Data lines -
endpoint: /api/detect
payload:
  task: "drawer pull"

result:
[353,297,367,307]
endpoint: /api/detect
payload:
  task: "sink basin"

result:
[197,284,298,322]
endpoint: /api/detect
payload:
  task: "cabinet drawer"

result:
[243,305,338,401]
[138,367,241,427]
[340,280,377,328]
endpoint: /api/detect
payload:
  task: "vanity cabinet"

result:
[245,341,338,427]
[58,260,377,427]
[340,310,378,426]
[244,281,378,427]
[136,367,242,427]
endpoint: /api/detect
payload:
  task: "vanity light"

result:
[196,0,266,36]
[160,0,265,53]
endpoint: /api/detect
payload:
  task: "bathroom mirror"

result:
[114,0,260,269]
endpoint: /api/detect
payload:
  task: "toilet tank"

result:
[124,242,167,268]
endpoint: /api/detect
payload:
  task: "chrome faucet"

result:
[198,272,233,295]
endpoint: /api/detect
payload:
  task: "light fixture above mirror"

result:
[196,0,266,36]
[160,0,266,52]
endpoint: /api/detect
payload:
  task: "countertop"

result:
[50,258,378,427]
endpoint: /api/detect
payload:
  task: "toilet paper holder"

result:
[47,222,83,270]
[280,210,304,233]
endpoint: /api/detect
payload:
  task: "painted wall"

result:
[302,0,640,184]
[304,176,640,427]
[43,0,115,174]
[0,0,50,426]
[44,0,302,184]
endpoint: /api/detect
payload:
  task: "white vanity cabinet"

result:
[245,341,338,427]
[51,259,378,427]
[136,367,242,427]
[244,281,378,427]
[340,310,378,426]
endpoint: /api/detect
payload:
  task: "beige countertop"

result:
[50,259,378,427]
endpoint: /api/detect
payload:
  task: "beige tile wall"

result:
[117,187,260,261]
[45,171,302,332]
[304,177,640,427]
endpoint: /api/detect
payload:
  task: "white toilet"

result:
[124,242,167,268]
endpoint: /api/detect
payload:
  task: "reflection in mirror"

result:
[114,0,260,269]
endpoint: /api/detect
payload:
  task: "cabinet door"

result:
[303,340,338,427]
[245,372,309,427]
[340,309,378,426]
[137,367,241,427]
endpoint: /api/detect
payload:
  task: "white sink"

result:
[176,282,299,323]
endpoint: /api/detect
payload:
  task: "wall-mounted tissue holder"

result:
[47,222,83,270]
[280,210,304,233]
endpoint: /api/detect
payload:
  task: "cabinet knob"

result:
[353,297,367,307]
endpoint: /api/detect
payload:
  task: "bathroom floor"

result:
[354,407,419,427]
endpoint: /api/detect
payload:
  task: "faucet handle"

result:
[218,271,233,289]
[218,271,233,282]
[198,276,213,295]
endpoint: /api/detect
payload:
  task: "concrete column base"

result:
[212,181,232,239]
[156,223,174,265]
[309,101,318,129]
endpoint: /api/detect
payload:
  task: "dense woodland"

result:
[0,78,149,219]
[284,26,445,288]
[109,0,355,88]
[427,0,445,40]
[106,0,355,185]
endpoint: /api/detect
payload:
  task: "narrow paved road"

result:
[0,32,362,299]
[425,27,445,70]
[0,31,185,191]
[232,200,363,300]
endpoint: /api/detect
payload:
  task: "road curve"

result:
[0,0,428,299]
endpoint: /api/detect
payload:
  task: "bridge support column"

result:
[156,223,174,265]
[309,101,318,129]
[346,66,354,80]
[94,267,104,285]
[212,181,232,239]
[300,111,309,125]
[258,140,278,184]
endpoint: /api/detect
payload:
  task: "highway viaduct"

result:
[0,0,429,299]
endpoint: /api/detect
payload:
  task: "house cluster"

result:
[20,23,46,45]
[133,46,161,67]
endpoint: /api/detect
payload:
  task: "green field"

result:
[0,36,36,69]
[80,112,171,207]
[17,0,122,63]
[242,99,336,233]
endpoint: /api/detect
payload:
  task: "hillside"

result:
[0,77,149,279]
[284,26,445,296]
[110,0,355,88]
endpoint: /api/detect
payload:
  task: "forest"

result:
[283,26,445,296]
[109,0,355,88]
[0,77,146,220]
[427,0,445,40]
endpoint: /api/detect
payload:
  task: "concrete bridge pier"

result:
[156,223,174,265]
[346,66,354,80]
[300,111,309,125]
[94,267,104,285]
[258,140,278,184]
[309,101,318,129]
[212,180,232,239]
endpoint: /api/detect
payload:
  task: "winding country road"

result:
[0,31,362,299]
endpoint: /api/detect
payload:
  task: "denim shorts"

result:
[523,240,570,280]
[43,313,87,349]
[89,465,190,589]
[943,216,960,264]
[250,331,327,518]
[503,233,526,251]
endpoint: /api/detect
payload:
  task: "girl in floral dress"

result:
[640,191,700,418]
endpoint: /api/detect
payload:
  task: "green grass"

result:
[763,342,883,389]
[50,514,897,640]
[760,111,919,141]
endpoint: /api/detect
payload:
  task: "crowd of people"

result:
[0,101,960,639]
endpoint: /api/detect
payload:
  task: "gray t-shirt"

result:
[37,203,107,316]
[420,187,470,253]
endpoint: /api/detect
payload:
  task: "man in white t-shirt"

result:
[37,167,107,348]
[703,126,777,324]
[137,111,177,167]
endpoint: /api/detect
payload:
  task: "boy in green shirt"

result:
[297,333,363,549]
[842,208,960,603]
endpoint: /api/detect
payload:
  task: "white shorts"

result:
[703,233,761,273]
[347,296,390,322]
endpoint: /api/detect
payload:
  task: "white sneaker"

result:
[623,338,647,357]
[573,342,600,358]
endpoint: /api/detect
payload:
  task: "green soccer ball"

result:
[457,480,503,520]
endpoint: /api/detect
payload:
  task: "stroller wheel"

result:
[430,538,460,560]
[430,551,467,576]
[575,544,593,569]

The exercise - Convert the data, from its first line up to and including the line with "[304,177,640,427]", into a Markdown table with two columns: Row, holding a running number, and Line, holding the text of each line. Leave out blank lines.

Answer to this task -
| Row | Line |
|---|---|
| 1 | endpoint: /api/detect |
| 2 | payload: |
| 3 |   task: "drawer pull" |
| 4 | result: |
| 5 | [353,297,367,307] |
| 6 | endpoint: /api/detect |
| 7 | payload: |
| 8 |   task: "sink basin" |
| 9 | result: |
| 10 | [197,284,298,322] |
| 11 | endpoint: /api/detect |
| 12 | payload: |
| 13 |   task: "cabinet drawer" |
| 14 | result: |
| 15 | [243,305,338,401] |
| 16 | [138,367,241,427] |
| 17 | [340,280,377,328] |
| 18 | endpoint: /api/detect |
| 19 | payload: |
| 20 |   task: "vanity cabinet" |
| 21 | result: |
| 22 | [245,341,338,427] |
| 23 | [58,260,377,427] |
| 24 | [340,310,378,426] |
| 25 | [244,281,378,427] |
| 26 | [136,367,242,427] |
| 27 | endpoint: /api/detect |
| 28 | payload: |
| 29 |   task: "vanity light" |
| 30 | result: |
| 31 | [196,0,266,36] |
| 32 | [160,0,265,53] |
| 33 | endpoint: /api/detect |
| 34 | payload: |
| 35 |   task: "bathroom mirror" |
| 36 | result: |
| 37 | [114,0,260,269] |
| 38 | endpoint: /api/detect |
| 39 | payload: |
| 40 |   task: "toilet tank" |
| 41 | result: |
| 42 | [124,242,167,268] |
| 43 | endpoint: /api/detect |
| 44 | payload: |
| 45 |   task: "chrome faucet" |
| 46 | result: |
| 47 | [198,272,233,295] |
| 48 | endpoint: /api/detect |
| 49 | payload: |
| 50 |   task: "light fixture above mirror" |
| 51 | result: |
| 52 | [196,0,266,36] |
| 53 | [160,0,266,52] |
| 54 | endpoint: /api/detect |
| 55 | payload: |
| 56 |   task: "countertop" |
| 57 | result: |
| 58 | [50,258,378,427] |
| 59 | endpoint: /api/detect |
| 60 | payload: |
| 61 |   task: "toilet paper holder" |
| 62 | result: |
| 63 | [47,222,83,270] |
| 64 | [280,210,304,233] |
| 65 | endpoint: /api/detect |
| 66 | payload: |
| 67 |   task: "painted wall" |
| 68 | result: |
| 69 | [302,0,640,184] |
| 70 | [304,176,640,427] |
| 71 | [43,0,115,174] |
| 72 | [0,0,50,426] |
| 73 | [44,0,302,184] |
| 74 | endpoint: /api/detect |
| 75 | payload: |
| 76 |   task: "white vanity cabinet" |
| 77 | result: |
| 78 | [245,341,338,427] |
| 79 | [51,259,378,427] |
| 80 | [136,367,242,427] |
| 81 | [244,281,378,427] |
| 82 | [340,310,378,426] |
| 83 | endpoint: /api/detect |
| 84 | payload: |
| 85 |   task: "beige countertop" |
| 86 | result: |
| 87 | [50,259,378,427] |
| 88 | endpoint: /api/detect |
| 89 | payload: |
| 90 |   task: "beige tile wall" |
| 91 | result: |
| 92 | [117,187,260,261] |
| 93 | [45,171,302,332] |
| 94 | [304,177,640,427] |